SOURCE:
= = = =

Post From: Offering To The Community: Custom Stock Index Creator

[2016-03-08 12:50:29]
bjohnson777 (Brett Johnson) - Posts: 239
This is the latest addition to my tool kit. I'll add it to my consolidation DLL probably sometime next week if no problems show up in the wild.

From the "Display Study Documentation" button:

Custom Stock Index Creator. This program takes a list of stocks and creates a custom index from them. (Note: Slow loading charts may not draw the index line correctly. Go into and exit settings to force a redraw, do a Chart >> Recalculate, or CTRL-INSERT.) I originally created this program for two reasons: (1) Existing sector indexes/ETF's contained far too many stocks and tended to all look like the S&P 500 index, which isn't very useful. (2) I wanted to create my own leading indicator index based on my own criteria explained below. This program is primarily intended to use daily bars, but intraday bar functionality has also been added.

The symbol list is a symbol separated by a space followed by a weight and a separating comma and then repeats. Example: sym1 1.0, sym2 1.0, sym3 0.7, sym4 0.3. A weight of 1.0 corresponds to 100%. A weight of 0.5 corresponds to 50%. If no weight is given, it will default to 100%. A malformed symbol list will have an undefined behavior. The symbol list was chosen to be a text string for ease of use, backup, and sharing. Once the graph loads, you can go back into settings and copy out a cleaned symbol list to a text editor to save as a backup or as a different version of an index you are working on. If you create an interesting index, you are encouraged to share it by copying and pasting the symbol list to a message board. If someone else posts an interesting symbol list, copy and paste it into the symbol list box in the settings window to see the new index.

= = = =

RECORDS FOR THE TASK:

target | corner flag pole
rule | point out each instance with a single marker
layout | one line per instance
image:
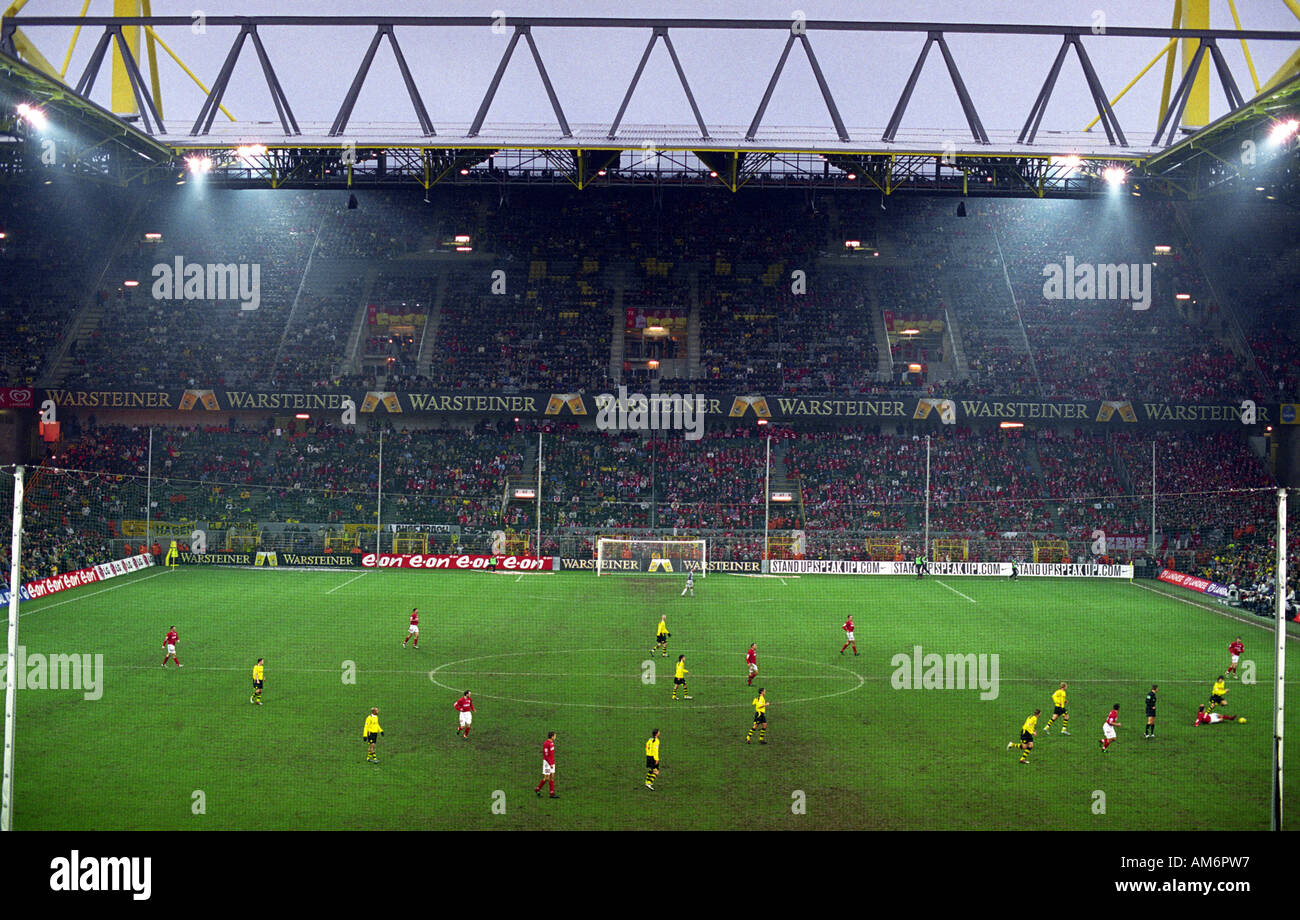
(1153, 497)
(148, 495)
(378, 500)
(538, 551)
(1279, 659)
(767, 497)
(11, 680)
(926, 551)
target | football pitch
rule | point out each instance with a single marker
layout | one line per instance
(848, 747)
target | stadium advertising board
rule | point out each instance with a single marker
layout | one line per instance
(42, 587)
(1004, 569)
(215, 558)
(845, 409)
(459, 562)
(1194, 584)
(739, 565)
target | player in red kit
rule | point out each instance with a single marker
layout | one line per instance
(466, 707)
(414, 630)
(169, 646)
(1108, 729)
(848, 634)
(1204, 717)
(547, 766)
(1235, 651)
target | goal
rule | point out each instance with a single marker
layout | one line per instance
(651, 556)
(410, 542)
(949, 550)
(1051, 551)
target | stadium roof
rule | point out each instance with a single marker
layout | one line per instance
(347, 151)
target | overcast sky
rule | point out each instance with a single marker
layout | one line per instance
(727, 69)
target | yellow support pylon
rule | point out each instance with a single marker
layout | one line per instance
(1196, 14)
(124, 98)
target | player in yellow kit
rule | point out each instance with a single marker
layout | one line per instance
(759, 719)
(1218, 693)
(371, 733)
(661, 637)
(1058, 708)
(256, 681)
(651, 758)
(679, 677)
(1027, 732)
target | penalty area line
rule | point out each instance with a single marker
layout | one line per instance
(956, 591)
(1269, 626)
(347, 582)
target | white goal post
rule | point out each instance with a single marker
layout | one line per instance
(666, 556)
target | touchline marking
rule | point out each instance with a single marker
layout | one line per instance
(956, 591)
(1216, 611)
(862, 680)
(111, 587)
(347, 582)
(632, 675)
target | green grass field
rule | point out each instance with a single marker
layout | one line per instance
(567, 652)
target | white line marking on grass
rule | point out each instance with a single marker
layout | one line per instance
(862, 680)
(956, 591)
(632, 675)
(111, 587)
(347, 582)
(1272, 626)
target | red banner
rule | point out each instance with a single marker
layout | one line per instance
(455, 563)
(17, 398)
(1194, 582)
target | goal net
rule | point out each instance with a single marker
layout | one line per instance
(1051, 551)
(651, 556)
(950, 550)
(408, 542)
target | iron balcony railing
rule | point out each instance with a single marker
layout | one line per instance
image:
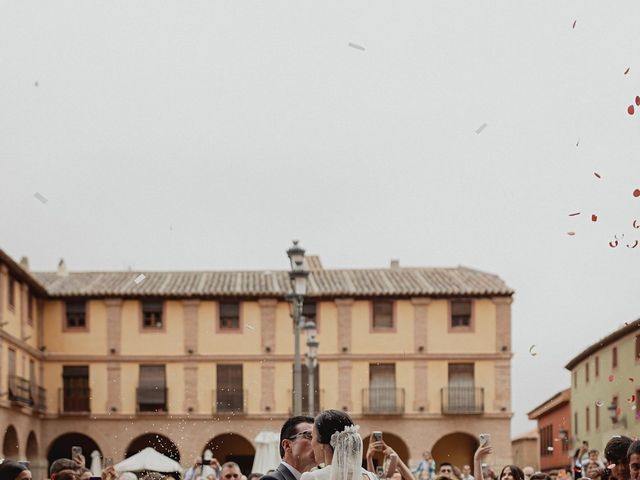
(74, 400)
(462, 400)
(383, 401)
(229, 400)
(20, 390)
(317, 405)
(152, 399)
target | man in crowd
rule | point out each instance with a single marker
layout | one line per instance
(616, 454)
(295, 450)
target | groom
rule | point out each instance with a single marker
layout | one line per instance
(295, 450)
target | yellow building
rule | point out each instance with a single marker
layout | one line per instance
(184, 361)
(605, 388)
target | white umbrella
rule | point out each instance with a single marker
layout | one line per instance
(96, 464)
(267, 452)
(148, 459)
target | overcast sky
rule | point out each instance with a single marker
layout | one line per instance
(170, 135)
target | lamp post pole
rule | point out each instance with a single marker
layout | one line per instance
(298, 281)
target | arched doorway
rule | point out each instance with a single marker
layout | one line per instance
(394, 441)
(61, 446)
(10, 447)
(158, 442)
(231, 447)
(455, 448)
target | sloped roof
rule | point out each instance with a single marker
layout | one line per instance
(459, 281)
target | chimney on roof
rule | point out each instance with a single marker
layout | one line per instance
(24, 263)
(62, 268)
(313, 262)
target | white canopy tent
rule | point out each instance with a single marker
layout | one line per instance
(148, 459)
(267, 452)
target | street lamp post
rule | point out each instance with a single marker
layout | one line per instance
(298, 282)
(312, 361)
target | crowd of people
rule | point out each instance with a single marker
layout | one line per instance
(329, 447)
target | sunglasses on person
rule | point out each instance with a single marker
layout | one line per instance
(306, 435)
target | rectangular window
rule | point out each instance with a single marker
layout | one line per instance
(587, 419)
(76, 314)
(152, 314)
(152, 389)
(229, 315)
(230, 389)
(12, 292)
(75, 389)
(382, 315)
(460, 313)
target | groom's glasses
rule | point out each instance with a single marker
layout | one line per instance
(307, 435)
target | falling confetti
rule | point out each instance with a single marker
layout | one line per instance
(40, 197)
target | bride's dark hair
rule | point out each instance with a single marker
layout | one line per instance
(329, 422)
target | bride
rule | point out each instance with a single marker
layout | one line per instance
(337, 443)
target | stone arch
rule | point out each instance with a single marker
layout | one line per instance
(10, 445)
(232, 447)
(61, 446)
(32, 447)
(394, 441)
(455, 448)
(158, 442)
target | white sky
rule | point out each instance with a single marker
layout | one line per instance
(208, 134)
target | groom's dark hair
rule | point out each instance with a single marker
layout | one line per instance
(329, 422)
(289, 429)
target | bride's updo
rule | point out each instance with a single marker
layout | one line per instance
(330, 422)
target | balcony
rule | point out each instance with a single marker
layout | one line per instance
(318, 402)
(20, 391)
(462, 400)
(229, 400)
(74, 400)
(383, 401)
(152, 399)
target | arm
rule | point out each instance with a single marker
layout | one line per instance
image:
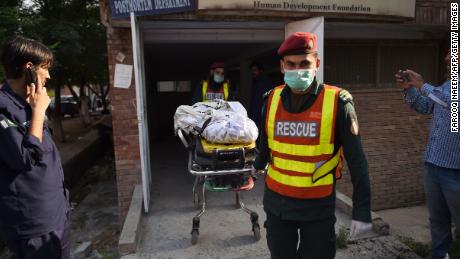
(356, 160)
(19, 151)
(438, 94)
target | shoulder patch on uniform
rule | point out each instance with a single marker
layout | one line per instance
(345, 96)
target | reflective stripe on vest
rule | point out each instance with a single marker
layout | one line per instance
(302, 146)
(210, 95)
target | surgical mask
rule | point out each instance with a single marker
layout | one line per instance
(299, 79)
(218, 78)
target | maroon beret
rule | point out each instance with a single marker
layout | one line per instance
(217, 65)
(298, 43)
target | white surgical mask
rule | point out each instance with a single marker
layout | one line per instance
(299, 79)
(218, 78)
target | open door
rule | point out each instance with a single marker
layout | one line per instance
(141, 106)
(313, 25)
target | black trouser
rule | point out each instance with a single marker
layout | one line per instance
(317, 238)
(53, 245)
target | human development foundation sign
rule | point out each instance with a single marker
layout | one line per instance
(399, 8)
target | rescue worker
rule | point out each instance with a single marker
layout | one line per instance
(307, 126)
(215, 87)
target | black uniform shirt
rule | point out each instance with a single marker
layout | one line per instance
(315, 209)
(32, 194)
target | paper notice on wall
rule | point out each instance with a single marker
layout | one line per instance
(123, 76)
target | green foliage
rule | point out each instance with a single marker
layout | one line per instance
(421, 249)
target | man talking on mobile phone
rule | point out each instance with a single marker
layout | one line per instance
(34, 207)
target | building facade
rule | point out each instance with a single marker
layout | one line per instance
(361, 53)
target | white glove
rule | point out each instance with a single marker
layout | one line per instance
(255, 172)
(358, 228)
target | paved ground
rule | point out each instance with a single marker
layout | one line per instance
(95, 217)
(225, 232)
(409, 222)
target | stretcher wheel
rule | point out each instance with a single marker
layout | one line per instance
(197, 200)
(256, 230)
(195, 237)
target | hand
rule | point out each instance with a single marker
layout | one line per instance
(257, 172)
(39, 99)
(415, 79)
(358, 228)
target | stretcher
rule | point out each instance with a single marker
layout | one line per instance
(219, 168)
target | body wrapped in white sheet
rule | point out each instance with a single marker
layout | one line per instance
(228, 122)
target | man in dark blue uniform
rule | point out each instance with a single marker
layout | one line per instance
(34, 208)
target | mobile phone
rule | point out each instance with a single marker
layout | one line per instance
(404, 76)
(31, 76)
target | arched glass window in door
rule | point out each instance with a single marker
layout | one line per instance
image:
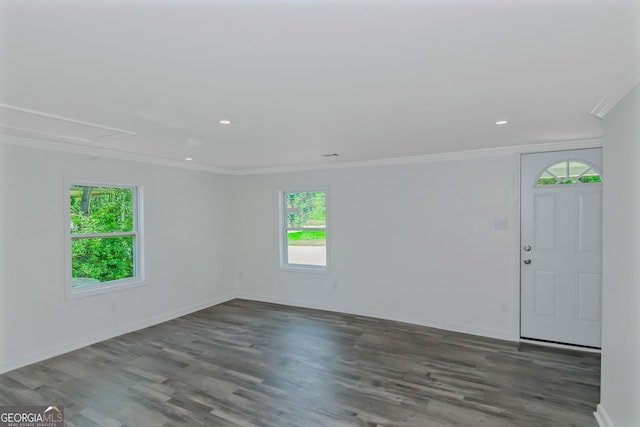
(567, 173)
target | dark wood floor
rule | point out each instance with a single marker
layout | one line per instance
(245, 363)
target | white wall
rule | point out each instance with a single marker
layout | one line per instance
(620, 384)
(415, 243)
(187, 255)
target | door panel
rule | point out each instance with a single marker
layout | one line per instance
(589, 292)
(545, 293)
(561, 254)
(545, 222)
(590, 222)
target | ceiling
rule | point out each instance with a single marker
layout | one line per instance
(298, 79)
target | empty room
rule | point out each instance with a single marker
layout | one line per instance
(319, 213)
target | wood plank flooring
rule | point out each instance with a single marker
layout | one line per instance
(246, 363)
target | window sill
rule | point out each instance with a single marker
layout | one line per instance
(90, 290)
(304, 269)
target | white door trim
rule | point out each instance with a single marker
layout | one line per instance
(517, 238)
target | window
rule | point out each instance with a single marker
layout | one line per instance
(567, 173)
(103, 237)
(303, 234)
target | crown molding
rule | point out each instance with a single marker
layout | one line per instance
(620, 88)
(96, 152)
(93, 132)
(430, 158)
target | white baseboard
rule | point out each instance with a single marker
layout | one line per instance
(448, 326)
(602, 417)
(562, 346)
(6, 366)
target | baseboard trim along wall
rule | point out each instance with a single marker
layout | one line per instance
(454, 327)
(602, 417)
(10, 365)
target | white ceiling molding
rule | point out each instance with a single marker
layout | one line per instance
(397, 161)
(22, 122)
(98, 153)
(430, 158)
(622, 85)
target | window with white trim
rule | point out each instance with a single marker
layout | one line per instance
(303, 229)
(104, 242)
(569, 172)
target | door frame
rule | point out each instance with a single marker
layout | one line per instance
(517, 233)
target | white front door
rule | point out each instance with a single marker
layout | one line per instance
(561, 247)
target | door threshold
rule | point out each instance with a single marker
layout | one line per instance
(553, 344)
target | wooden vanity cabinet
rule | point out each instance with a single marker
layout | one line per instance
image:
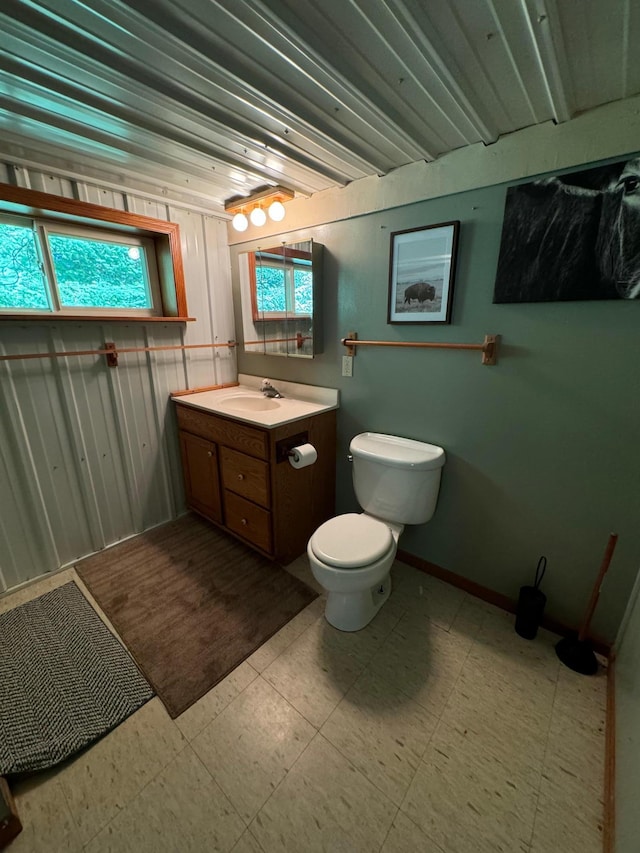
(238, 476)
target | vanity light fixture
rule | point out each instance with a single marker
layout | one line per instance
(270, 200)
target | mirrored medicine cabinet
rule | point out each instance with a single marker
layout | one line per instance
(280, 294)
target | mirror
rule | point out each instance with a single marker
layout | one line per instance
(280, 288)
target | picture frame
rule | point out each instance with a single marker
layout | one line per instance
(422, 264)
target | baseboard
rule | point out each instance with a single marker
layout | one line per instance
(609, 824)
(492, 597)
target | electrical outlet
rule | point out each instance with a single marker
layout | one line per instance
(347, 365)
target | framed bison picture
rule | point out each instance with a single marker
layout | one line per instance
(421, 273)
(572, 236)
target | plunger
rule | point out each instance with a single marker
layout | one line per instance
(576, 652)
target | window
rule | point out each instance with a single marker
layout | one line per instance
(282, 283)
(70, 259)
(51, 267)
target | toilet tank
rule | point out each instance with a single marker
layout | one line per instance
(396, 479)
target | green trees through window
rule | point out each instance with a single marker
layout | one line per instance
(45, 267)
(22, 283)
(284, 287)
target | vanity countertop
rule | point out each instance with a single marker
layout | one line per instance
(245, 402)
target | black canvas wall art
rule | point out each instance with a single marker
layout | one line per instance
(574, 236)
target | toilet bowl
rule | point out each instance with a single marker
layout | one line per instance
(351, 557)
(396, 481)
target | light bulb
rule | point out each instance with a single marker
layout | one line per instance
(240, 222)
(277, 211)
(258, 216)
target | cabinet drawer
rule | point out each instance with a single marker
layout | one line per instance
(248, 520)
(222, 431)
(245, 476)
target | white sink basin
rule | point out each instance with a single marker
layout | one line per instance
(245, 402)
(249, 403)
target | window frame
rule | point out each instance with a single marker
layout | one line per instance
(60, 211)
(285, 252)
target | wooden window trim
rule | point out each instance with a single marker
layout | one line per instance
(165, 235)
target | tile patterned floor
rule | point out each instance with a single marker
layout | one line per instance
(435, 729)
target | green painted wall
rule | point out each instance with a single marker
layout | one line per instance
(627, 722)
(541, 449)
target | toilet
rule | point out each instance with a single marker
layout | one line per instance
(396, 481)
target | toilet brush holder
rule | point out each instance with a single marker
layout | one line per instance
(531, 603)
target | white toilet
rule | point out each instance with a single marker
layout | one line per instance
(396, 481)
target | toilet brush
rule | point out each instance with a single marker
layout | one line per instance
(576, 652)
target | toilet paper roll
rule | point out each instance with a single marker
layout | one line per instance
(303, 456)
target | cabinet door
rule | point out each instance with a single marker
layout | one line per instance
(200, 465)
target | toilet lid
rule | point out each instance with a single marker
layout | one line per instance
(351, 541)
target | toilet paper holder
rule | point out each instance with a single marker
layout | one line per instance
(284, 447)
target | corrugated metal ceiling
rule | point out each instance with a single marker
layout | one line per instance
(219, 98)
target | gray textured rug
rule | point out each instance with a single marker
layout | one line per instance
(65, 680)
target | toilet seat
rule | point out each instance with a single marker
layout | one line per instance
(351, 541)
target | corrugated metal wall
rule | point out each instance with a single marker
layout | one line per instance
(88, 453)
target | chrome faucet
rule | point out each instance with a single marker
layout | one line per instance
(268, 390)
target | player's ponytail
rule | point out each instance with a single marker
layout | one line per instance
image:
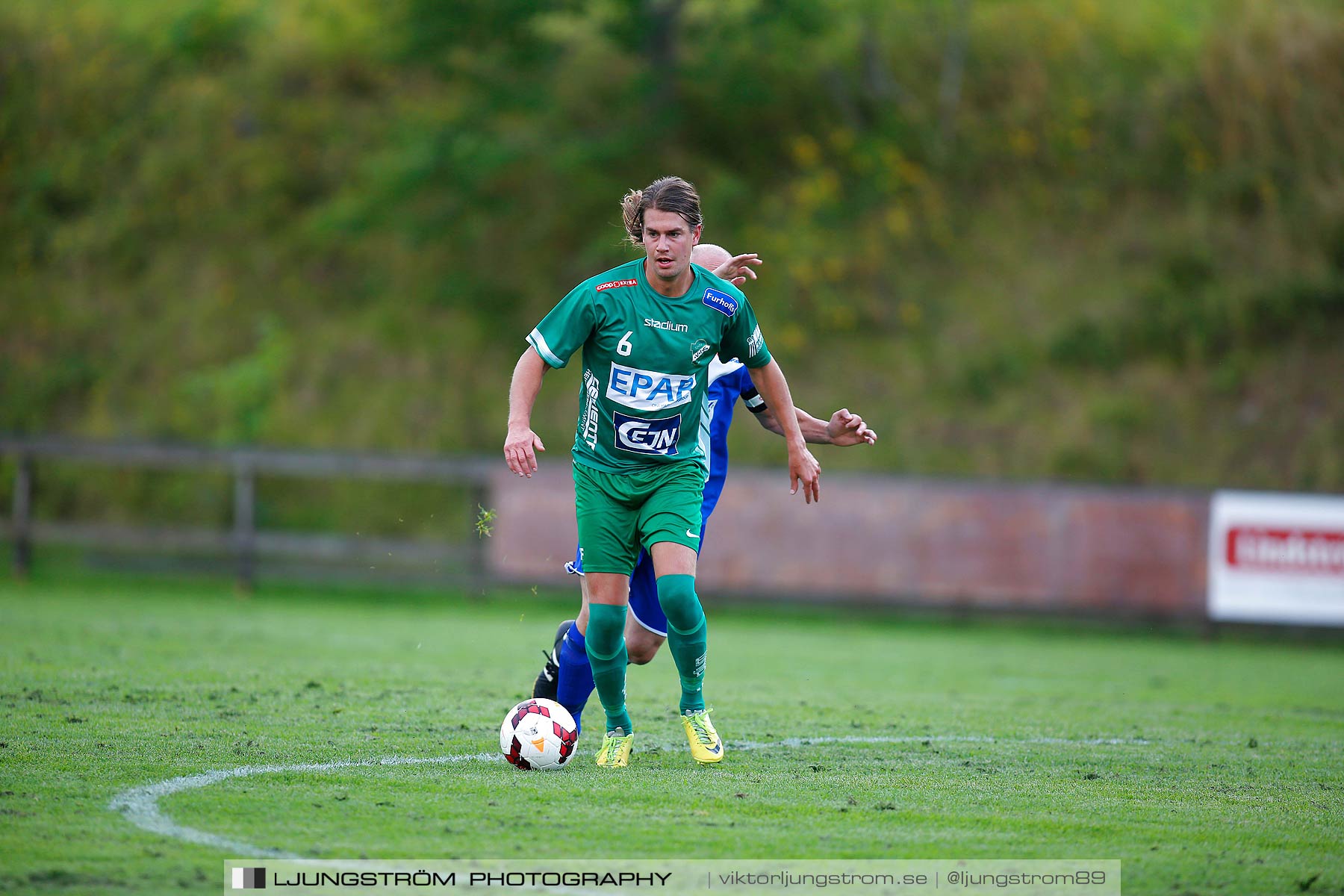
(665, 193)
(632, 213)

= = = =

PROBLEMS TO SOLVE:
**A)** Write out the passage of the stock index post between "[2016-03-08 12:50:29]" and "in the wild.", inclusive.
**B)** Find every line in the entries that contains the string "paper" and copy each of those lines.

RESULTS BY TASK:
**A)**
[2016-03-08 12:50:29]
bjohnson777 (Brett Johnson) - Posts: 239
This is the latest addition to my tool kit. I'll add it to my consolidation DLL probably sometime next week if no problems show up in the wild.

**B)**
target | paper notice on wall
target | toilet paper roll
target | toilet paper holder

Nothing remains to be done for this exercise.